### Work instruction
Your answer is the lines below, exactly, from the one that contains "Target: woman's left hand" through the one that contains "Annotation task — tag each instance of the glass", both included.

(Stored entries)
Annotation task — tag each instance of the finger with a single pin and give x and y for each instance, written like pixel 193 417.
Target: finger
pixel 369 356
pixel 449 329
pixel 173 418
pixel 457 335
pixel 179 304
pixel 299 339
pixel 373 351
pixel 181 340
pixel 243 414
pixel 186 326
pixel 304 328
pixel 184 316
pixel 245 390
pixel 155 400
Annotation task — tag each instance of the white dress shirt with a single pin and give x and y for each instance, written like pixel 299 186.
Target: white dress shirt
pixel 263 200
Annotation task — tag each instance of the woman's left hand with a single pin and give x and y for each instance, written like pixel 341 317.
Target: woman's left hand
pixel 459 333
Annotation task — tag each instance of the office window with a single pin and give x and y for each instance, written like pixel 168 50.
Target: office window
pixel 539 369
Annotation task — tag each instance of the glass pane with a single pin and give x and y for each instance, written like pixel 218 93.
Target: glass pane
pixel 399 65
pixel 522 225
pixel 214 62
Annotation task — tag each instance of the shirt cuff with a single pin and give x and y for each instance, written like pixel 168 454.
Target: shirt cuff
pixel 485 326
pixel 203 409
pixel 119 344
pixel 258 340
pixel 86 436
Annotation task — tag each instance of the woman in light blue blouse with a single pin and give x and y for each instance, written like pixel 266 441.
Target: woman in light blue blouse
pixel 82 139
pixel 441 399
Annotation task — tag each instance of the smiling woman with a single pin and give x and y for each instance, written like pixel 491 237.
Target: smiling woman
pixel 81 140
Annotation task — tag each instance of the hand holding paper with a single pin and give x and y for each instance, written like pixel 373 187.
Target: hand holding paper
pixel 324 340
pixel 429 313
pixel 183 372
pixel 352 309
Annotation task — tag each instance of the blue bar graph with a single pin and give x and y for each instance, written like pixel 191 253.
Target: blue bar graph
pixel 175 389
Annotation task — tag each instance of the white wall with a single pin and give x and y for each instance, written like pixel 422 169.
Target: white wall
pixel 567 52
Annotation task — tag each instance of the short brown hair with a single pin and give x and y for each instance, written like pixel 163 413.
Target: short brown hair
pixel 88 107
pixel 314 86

* * *

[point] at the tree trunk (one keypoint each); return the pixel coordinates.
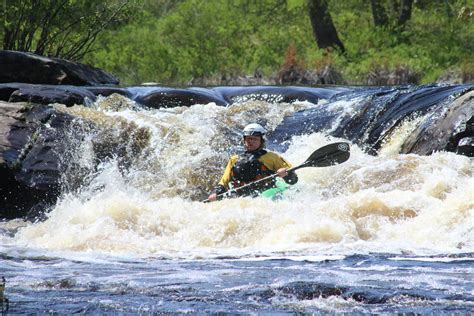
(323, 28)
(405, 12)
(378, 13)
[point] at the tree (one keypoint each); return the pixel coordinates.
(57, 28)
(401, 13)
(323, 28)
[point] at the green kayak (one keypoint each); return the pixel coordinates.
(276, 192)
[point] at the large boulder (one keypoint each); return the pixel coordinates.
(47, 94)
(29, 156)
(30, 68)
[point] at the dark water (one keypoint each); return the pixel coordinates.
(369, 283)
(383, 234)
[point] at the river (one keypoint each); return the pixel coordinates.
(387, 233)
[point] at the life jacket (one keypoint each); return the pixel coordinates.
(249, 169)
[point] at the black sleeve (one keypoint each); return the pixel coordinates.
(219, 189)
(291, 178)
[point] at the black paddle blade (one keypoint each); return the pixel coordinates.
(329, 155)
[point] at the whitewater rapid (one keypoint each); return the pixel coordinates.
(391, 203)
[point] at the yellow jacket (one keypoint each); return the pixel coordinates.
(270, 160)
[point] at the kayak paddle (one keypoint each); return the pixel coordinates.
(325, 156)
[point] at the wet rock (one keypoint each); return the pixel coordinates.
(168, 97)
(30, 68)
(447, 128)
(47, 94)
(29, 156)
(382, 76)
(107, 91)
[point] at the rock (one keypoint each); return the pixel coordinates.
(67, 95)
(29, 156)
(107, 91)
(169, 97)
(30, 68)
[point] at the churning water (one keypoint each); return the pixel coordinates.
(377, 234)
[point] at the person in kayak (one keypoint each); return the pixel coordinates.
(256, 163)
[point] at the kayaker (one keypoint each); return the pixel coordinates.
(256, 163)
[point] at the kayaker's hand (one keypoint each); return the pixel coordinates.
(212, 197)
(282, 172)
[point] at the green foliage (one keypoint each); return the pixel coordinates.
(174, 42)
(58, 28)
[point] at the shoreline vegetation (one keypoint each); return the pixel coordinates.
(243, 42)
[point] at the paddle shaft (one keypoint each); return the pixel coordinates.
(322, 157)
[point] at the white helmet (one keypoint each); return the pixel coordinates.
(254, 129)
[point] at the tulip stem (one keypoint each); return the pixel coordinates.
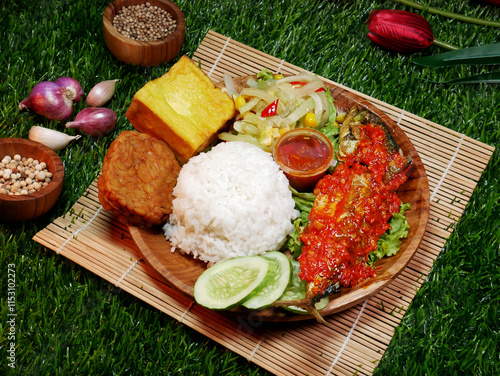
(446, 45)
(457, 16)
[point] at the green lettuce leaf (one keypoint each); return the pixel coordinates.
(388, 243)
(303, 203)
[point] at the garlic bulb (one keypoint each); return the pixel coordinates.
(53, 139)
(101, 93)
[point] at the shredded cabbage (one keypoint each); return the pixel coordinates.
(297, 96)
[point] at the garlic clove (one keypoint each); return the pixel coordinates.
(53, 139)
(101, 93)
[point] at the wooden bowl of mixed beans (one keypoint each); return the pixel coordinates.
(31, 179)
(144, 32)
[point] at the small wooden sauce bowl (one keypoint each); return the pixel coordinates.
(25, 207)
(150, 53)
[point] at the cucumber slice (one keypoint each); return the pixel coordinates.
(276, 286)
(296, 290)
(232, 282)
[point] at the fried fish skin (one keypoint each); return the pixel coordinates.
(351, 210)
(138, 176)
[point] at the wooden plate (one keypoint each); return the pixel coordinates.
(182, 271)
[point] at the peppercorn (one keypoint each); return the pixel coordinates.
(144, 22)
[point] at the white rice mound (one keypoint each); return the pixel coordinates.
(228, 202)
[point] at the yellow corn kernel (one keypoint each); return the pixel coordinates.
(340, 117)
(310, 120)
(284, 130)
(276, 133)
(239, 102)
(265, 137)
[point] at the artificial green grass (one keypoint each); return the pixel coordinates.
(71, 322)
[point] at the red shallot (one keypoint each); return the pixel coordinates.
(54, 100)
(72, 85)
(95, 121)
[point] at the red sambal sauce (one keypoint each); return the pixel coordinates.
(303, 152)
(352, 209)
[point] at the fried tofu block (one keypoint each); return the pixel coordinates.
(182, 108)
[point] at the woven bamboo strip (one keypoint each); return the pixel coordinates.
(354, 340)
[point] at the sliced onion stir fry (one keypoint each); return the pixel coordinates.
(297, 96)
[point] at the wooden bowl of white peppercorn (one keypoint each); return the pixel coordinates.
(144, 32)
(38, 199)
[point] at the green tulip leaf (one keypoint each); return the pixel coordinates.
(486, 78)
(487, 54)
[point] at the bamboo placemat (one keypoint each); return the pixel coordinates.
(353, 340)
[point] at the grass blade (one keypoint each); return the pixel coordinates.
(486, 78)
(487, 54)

--

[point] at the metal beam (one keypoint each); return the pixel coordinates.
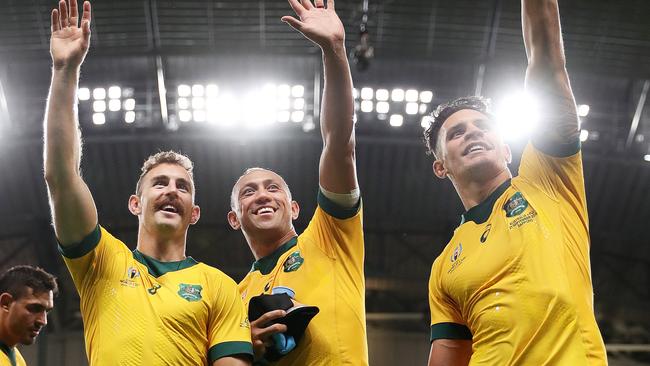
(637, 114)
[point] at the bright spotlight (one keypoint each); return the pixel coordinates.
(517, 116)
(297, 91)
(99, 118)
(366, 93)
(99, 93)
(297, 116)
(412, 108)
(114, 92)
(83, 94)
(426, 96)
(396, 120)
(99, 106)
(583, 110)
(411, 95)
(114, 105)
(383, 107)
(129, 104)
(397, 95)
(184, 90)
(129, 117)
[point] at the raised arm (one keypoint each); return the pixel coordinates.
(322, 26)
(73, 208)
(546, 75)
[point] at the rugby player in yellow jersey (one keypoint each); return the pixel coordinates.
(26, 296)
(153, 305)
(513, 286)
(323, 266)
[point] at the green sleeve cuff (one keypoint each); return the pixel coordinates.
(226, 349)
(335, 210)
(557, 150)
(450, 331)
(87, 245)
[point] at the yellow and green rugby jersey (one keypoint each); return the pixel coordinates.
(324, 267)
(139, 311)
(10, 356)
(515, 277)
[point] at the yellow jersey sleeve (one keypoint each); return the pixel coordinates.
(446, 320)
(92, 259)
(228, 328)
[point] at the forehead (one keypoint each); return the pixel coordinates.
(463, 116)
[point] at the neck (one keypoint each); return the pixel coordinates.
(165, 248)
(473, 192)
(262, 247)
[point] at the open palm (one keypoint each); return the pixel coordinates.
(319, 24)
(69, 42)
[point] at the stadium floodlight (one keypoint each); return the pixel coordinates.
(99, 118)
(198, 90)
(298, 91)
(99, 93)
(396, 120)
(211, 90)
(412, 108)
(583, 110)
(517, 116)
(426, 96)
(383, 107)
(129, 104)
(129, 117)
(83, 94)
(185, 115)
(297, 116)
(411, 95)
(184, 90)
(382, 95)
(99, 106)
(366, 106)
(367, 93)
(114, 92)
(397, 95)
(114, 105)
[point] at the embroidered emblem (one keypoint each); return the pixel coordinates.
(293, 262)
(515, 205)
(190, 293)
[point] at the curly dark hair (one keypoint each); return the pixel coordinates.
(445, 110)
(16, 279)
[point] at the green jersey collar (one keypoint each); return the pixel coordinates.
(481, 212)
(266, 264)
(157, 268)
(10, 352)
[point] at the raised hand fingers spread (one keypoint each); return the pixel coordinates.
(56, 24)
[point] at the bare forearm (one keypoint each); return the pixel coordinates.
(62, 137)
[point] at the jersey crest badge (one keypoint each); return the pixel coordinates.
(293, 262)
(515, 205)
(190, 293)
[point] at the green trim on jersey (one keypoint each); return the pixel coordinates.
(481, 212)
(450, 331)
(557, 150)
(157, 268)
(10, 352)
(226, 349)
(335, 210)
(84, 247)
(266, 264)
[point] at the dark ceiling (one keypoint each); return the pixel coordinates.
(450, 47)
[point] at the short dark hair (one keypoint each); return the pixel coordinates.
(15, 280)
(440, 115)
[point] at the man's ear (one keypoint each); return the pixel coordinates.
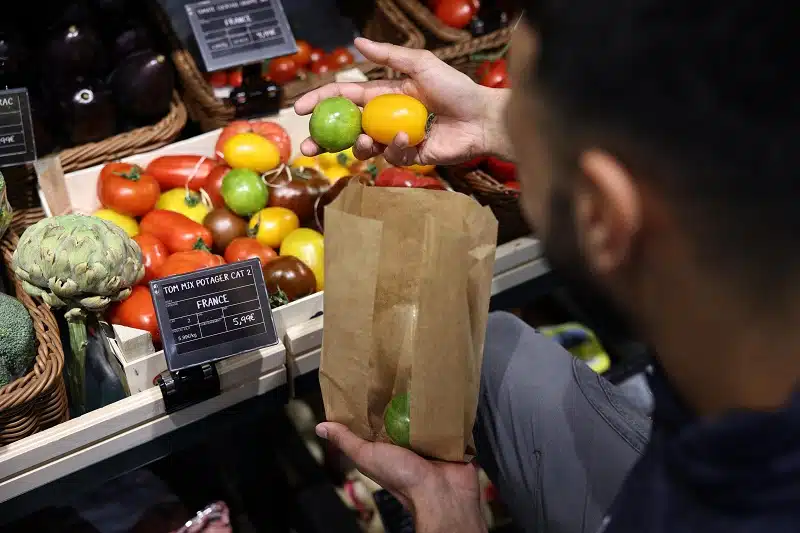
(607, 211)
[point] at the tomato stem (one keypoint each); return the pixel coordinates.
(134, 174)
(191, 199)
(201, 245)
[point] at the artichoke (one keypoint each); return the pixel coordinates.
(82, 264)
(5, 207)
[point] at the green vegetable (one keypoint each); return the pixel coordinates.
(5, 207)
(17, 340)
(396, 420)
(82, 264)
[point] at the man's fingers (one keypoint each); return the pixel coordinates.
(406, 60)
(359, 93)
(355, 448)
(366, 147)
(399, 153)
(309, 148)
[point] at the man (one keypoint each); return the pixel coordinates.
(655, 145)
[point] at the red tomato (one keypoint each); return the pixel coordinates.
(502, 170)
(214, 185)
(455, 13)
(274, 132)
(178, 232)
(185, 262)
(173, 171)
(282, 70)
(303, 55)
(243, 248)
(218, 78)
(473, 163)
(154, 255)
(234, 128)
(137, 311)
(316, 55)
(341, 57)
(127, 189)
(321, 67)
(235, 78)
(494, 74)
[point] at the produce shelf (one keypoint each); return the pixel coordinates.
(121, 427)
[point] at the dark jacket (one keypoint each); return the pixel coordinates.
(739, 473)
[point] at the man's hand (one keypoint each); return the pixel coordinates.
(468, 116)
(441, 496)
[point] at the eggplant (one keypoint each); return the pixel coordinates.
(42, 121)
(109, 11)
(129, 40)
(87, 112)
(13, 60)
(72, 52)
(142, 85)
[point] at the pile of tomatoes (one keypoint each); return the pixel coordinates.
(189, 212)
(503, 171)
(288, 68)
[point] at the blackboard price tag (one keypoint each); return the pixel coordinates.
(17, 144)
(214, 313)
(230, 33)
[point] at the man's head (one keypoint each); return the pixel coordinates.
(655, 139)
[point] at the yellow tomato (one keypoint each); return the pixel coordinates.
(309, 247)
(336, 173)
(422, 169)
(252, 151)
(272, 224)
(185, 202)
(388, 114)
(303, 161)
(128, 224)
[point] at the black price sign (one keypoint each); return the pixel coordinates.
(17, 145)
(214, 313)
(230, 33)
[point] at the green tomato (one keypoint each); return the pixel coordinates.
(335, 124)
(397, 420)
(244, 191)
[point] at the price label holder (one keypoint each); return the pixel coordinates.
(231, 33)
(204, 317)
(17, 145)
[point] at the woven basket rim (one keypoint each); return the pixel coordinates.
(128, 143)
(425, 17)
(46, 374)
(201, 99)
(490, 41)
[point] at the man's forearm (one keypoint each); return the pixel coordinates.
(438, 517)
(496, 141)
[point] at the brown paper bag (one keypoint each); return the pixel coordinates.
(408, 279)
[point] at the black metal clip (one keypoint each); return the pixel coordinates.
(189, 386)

### Exercise answer
Target: woman's left hand
pixel 459 333
Annotation task — tag each instance of the office window with a single pin and give x and y for each instance, written like pixel 168 50.
Target: office window
pixel 539 369
Annotation task — tag each instance of the glass pane with a single pin and give x and y for each instance, written like pixel 218 93.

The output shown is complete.